### [TASK TO CARRY OUT]
The records below are to be reproduced word for word.

### [DATA LISTING]
====

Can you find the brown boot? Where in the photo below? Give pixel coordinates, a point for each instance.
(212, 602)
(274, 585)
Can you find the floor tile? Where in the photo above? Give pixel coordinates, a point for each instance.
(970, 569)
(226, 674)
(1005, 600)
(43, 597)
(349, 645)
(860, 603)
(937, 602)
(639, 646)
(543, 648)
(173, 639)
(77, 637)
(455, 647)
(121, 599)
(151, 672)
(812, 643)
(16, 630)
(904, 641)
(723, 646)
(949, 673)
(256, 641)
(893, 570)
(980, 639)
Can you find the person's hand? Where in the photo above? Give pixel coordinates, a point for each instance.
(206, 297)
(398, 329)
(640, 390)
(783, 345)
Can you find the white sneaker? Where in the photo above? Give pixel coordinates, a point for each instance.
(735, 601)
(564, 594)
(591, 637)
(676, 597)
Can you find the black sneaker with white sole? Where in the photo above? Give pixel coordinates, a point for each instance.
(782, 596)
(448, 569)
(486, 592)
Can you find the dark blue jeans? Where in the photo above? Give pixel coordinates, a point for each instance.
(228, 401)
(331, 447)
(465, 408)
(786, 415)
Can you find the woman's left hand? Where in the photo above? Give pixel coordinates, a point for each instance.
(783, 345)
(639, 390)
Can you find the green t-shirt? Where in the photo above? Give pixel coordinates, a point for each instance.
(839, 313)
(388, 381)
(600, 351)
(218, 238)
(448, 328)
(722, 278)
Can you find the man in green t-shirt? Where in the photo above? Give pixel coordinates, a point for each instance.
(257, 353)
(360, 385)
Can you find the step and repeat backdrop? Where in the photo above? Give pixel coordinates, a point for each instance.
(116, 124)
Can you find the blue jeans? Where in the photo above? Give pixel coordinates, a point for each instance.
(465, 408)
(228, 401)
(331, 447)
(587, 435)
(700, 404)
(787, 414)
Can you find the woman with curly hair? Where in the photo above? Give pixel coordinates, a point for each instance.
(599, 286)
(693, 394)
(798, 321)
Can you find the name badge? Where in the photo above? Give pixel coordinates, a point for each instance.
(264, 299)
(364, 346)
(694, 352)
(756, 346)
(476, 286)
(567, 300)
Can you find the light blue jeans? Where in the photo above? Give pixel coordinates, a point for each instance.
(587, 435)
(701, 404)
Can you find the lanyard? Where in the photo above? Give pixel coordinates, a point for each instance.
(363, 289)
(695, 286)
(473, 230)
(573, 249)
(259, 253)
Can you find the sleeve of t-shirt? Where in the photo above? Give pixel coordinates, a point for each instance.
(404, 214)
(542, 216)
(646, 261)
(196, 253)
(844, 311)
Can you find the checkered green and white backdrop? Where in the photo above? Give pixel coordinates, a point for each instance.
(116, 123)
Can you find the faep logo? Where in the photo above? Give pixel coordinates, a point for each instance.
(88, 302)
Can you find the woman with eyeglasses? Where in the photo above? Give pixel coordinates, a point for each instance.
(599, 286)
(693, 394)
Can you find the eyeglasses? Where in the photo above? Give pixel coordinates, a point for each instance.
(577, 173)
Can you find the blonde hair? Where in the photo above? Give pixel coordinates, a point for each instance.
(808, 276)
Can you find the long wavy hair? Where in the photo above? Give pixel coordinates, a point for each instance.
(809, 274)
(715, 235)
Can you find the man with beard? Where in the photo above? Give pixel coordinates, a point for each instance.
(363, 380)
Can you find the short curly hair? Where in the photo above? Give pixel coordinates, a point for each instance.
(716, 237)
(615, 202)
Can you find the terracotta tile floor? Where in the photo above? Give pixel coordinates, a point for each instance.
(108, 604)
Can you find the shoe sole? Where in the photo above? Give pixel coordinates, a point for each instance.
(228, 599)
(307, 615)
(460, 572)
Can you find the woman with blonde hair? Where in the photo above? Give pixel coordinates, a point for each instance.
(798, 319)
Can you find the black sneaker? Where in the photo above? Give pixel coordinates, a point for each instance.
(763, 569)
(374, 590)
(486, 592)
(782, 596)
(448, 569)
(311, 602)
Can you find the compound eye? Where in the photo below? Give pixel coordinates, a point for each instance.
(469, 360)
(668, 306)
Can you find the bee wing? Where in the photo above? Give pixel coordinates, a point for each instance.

====

### [ANSWER]
Can you find the brown boot? Where in the photo below? Give pixel coordinates, a point for each instance.
(212, 602)
(274, 585)
Can you find the floor tile? Where in the photo above? Give pixel coordinates, a point for each instance.
(970, 569)
(226, 674)
(1005, 600)
(43, 597)
(349, 645)
(860, 603)
(937, 602)
(639, 646)
(543, 648)
(173, 639)
(77, 637)
(455, 647)
(121, 599)
(151, 672)
(812, 643)
(16, 630)
(904, 641)
(723, 646)
(949, 673)
(256, 641)
(893, 570)
(980, 639)
Can you find the person's hand? Where in the photo above? Give pixel coordinates, a point for each instance.
(206, 297)
(398, 329)
(640, 390)
(783, 345)
Can you find the white sneaker? Where in the photo above? Give pixel coordinates, a point for each instance.
(735, 601)
(564, 594)
(591, 637)
(676, 597)
Can you find the black sneaker with white sole? Where in the photo above? Give pixel coordinates, a point for each instance.
(782, 596)
(448, 569)
(486, 592)
Can you find the dark blue jeans? Where in the photo above? Give pixel coordinates, a point for each instance.
(228, 401)
(331, 447)
(465, 408)
(786, 415)
Can you find the woman's left hand? Where in the photo above? Give pixel coordinates, a point for each instance.
(783, 345)
(639, 390)
Can you find the green t-shirt? Where in the photo above? Give pixel coordinates, a point for each instance.
(839, 313)
(388, 381)
(600, 351)
(218, 238)
(448, 328)
(722, 278)
Can you find the man in green t-shirt? Where in the photo above? Give pixel coordinates, a point for each instance.
(257, 353)
(360, 385)
Can you find the step and repeat backdrop? Where in the photo above? Give pixel coordinates, a point for each instance.
(116, 124)
Can you find the blue jeans? Where in the photo above? Give pixel coordinates, a point for each instance.
(465, 408)
(228, 401)
(331, 447)
(587, 435)
(700, 404)
(787, 414)
Can you find the woman with curly hair? Where in the photo above? Give pixel coordinates, a point for each instance.
(599, 286)
(693, 394)
(798, 321)
Can you find the name badge? Where in the photo above? Give pixel coordinates, a point for each instance.
(264, 299)
(364, 346)
(694, 352)
(756, 346)
(476, 286)
(567, 300)
Can you find the light blue jeans? Where in the photo above? Give pixel coordinates, a point for each instance.
(587, 435)
(701, 404)
Can you find the lanyard? Where in the photo above? Give pixel coordinates, a point for each instance.
(363, 289)
(695, 286)
(473, 230)
(573, 249)
(259, 253)
Can you find the sleeve of t-shirt? Where in the photo above? Give pixel coordinates, a point for each instance.
(404, 214)
(542, 216)
(646, 261)
(196, 253)
(844, 311)
Can you find the checkered green and white backdrop? Where in the photo above? Give pixel coordinates, a point for each instance.
(116, 123)
Can you find the faep logo? Where in the photo above? Give pixel coordinates, a point for each instance.
(88, 302)
Can you find the woman with eyeglasses? Where in the photo above? Give pixel coordinates, a point for each instance.
(599, 286)
(693, 394)
Can you find the eyeglasses? Where in the photo above? Give pixel coordinates, a point for each instance.
(577, 173)
Can you find the blonde hair? Where in the photo above? Give pixel coordinates, a point for each instance.
(808, 276)
Can you find the long wavy hair? Where in the photo above? Give pixel coordinates, a point for each instance.
(809, 274)
(715, 235)
Can you find the man with beard? Where in the photo above? Give pixel coordinates, a point for each instance.
(363, 380)
Can you find the short curly hair? Where in the photo above? Give pixel coordinates, a point for each instance.
(716, 237)
(615, 202)
Can you find the terracotta tile floor? Where in the photo above? Give pixel coordinates, a point for each instance.
(108, 604)
Can you find the shoe sole? Where in the photo above? Give pixel coordinates, a point for each instance.
(228, 599)
(307, 615)
(460, 572)
Can you find the woman with blonde hair? Where in the photo above? Give pixel coordinates, a point for each instance.
(798, 319)
Can you find the black sneaker? Where in the photo above? Give pixel coordinates, a point for each instance.
(763, 569)
(374, 590)
(486, 592)
(782, 596)
(448, 569)
(311, 602)
Can you find the compound eye? Where in the photo below? Give pixel coordinates, a point for each instance.
(469, 360)
(668, 306)
Can you find the bee wing? Where in the photo above? Give pixel coordinates, a point for each instance.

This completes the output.